### [Brano fornito]
▽
The Sleep Curse è un film del 2017, diretto da Herman Yau.

Per chi conosce e apprezza Herman Yau, non siamo tornati ai bei tempi di The Untold Story o di Ebola Syndrome. Mister Yau ora ha vent’anni in più e una visione del cinema molto più elastica. Prendiamo ad esempio Shockwave, action movie dell’anno scorso, presentato anche al Far East di Udine, dove il regista di Hong Kong ha ammesso in maniera molto bonaria di fare film per portare più pubblico possibile nelle sale. Il talento è rimasto però intatto: ne è prova questo The Sleep Curse, che sancisce non tanto il ritorno all’horror (perché nel frattempo ne ha comunque fatti a iosa), quanto la reunion con il suo attore feticcio Anthony Wong. Il risultato è assai curioso. La sceneggiatura firmata da Erica Lee, sua abituale collaboratrice, riesce nel difficile compito di inserire l’oggetto orrorifico all’interno di una cornice storica. Il professor Lam Sik-ka, neuroscienziato specializzato negli studi sul sonno, viene contattato da Monique, una sua vecchia conoscenza, per indagare su una malattia che affligge i familiari di quest’ultima da generazioni: un’insonnia duratura che porta poi alla follia e alla morte. Il caso clinico fa però tornare la mente di Sik-ka indietro nel tempo, precisamente negli anni Quaranta durante l’invasione nipponica della Cina: suo padre Lam Sing, divenuto interprete dei giapponesi, soffrì e morì infatti della stessa malattia.
△
### [Azione richiesta]
Traduci in inglese questa frase del brano su The Sleep Curse: "Mister Yau ora ha vent’anni in più e una visione del cinema molto più elastica." Il materiale qui sotto proviene da una fonte diversa dal brano.

### [Materiale fornito]
▽
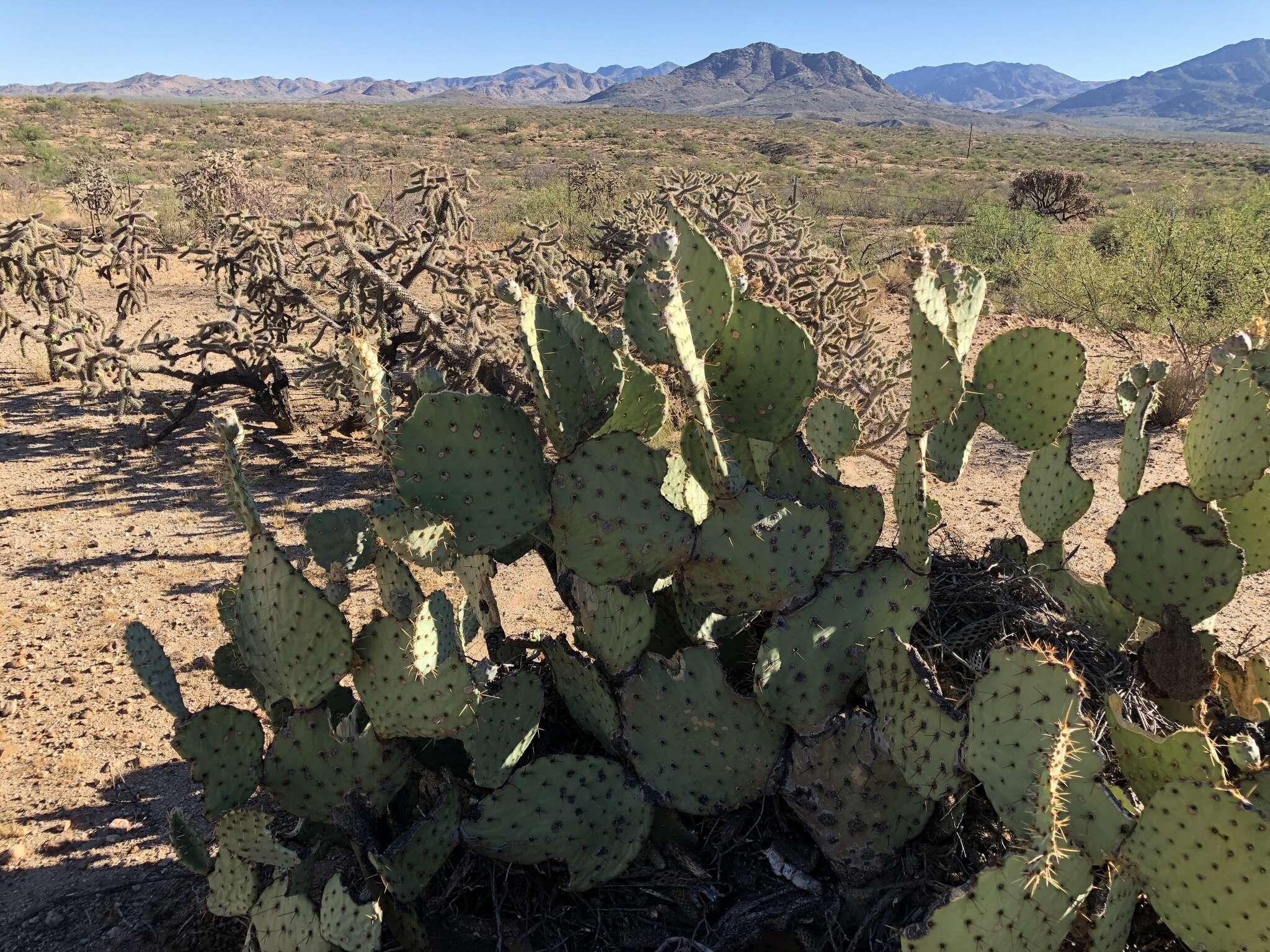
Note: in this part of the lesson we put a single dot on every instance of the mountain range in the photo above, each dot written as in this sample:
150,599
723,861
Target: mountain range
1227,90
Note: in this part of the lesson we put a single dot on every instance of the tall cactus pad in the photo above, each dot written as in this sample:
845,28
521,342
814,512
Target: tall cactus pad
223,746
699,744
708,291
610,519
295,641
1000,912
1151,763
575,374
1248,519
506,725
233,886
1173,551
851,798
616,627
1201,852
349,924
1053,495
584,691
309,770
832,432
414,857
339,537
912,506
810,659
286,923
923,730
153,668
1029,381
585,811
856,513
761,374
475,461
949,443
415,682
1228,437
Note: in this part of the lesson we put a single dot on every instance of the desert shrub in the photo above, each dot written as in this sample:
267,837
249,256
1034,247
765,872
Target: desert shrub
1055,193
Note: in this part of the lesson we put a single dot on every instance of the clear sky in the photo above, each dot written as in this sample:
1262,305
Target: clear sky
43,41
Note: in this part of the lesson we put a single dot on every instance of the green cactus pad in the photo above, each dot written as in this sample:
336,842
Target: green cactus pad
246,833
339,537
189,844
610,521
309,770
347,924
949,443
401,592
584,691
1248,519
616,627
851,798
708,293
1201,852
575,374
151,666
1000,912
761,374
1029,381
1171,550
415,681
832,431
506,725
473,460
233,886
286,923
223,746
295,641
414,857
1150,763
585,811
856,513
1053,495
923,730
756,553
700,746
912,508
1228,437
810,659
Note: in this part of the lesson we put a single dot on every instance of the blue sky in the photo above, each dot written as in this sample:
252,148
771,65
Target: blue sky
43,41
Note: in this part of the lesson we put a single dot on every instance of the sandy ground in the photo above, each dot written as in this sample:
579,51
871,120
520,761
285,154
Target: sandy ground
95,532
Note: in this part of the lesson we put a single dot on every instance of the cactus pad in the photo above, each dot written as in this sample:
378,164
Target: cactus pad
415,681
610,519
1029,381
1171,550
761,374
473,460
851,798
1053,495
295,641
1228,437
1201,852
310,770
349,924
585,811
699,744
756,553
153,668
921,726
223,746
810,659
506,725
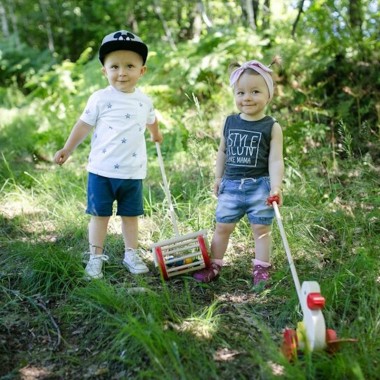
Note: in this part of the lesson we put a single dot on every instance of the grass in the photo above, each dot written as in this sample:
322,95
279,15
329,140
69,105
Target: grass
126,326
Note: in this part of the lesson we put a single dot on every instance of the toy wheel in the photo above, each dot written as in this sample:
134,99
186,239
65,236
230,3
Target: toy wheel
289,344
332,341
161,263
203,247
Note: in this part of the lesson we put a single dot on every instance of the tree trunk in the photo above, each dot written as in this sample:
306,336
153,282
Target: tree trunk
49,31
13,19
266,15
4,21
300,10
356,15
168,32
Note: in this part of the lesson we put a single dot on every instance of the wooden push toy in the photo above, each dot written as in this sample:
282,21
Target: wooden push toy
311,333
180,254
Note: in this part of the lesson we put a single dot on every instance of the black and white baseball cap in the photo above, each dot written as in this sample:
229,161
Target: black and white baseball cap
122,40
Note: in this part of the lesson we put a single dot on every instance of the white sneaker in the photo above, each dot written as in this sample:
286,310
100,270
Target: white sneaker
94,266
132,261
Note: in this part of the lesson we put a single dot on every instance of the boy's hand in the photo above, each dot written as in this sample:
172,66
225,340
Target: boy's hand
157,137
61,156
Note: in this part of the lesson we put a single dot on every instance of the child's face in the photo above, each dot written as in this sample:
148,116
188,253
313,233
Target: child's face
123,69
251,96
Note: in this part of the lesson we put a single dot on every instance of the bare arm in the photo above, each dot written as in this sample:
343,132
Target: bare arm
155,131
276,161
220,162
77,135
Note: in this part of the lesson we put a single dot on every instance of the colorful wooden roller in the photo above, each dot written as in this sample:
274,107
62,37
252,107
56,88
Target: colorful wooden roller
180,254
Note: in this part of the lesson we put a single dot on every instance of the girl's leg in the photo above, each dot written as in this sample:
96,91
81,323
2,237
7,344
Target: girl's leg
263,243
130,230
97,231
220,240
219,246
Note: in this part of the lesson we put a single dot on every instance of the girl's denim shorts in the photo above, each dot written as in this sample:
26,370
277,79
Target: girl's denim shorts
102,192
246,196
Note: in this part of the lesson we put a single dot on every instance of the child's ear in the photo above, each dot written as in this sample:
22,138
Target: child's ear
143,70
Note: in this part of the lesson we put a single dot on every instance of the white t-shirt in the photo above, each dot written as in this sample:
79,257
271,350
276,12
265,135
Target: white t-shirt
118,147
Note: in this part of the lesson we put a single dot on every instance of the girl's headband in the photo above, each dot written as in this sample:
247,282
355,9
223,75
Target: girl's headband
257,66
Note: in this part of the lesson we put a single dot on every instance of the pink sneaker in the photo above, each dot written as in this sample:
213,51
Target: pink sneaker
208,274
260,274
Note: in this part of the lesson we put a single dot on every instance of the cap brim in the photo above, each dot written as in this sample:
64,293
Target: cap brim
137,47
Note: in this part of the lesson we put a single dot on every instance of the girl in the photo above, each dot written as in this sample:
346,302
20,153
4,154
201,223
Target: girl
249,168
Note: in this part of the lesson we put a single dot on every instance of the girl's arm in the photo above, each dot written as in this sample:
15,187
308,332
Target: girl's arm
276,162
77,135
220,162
△
▽
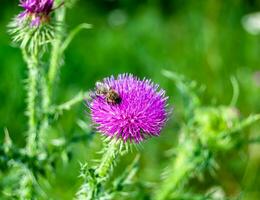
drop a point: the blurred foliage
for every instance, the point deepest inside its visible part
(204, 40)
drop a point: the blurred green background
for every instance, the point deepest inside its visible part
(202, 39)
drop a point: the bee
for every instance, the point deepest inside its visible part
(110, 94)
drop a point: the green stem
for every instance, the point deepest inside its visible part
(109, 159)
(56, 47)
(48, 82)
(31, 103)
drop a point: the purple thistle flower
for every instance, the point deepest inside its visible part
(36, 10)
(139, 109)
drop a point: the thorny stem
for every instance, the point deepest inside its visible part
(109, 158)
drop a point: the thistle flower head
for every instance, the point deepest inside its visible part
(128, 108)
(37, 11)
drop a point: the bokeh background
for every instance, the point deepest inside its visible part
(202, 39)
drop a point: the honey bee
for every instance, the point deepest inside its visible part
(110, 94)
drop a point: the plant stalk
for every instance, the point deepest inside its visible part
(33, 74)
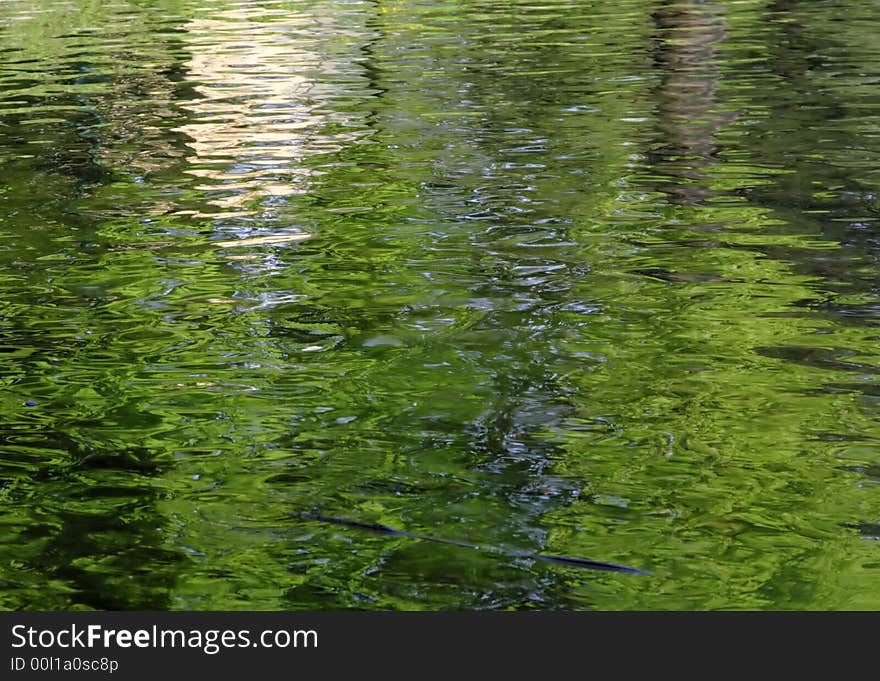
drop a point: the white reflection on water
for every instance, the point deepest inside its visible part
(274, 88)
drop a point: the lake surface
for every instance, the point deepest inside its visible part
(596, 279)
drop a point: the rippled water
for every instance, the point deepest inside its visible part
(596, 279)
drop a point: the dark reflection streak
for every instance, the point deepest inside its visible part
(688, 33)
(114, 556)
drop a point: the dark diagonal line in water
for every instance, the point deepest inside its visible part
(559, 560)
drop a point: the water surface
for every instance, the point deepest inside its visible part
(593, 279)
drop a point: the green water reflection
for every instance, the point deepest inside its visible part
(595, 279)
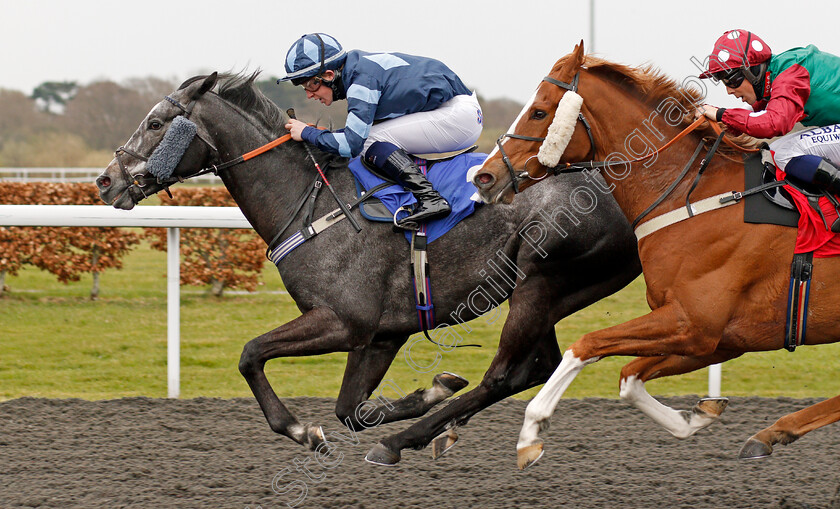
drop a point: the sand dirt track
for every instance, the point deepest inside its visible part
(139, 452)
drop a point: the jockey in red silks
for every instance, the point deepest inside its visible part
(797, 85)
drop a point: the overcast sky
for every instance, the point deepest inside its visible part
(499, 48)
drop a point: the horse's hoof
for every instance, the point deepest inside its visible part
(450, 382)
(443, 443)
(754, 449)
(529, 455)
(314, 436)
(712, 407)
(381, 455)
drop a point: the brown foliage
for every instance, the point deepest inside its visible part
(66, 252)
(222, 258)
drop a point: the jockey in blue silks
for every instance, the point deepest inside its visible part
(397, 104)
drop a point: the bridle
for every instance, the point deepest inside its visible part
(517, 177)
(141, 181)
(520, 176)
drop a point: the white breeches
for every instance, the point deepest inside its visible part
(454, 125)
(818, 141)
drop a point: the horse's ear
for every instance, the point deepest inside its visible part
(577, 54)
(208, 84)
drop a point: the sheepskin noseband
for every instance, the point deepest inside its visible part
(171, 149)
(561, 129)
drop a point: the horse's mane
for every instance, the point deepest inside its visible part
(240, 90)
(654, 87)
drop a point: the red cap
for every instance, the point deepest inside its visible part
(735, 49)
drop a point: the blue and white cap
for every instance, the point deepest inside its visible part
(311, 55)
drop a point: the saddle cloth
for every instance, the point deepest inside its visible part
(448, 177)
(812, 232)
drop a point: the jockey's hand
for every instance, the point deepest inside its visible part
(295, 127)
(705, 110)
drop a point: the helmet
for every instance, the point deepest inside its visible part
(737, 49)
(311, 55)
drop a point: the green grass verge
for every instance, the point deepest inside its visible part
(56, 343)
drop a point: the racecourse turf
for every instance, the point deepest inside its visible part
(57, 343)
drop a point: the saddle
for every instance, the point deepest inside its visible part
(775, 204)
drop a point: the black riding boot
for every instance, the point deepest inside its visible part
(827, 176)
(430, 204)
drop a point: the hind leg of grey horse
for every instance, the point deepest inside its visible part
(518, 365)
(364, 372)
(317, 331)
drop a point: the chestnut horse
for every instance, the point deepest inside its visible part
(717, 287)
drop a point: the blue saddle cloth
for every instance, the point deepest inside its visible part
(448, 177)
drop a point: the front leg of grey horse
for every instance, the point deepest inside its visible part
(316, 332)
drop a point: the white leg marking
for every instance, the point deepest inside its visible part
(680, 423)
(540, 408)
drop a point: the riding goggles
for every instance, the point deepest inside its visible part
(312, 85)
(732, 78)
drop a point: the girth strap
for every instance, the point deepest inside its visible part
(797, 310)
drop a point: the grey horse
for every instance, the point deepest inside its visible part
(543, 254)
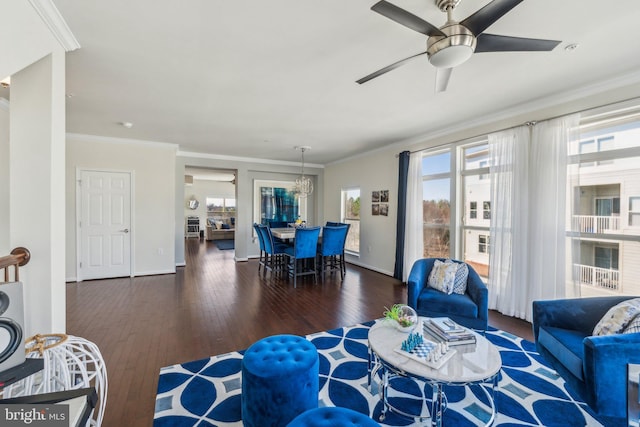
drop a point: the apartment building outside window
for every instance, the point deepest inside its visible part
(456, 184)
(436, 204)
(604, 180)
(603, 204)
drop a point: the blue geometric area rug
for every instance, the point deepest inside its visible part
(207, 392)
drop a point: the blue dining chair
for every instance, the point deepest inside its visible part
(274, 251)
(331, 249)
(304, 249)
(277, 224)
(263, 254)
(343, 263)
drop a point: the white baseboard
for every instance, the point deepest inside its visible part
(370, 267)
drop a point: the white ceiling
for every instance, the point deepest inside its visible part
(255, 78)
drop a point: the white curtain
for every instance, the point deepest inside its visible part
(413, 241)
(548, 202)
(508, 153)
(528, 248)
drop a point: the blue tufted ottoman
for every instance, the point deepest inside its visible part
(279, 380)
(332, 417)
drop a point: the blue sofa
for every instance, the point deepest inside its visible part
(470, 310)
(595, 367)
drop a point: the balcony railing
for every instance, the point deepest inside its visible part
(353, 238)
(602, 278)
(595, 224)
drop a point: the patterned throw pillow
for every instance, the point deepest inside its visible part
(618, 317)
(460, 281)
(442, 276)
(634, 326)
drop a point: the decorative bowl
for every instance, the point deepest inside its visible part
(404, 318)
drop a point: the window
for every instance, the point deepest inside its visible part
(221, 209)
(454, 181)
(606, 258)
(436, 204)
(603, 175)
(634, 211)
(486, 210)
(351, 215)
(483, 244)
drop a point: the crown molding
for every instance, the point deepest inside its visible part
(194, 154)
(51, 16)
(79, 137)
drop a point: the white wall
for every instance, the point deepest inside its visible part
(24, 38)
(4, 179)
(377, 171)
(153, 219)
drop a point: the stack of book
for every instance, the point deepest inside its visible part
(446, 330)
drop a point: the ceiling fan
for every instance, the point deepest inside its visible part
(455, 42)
△
▽
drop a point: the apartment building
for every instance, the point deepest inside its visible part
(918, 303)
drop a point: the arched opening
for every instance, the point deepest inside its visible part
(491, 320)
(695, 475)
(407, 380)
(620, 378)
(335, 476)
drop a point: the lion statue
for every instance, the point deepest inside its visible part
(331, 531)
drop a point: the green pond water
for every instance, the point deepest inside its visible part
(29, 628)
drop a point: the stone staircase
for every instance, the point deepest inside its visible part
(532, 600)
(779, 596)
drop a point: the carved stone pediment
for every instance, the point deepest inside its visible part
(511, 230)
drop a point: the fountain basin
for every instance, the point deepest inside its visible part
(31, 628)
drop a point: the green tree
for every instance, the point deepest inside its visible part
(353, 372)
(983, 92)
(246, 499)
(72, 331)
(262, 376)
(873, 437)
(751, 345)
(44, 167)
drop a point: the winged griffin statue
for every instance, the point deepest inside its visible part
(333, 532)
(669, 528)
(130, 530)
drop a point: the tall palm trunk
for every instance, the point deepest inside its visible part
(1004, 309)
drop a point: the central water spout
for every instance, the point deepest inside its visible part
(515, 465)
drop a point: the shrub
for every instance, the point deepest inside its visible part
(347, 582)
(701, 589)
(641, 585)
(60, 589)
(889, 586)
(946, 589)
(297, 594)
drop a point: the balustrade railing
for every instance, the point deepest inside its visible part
△
### [Risposta al compito]
Mr. Yau is now twenty years older and has a much more flexible view of cinema.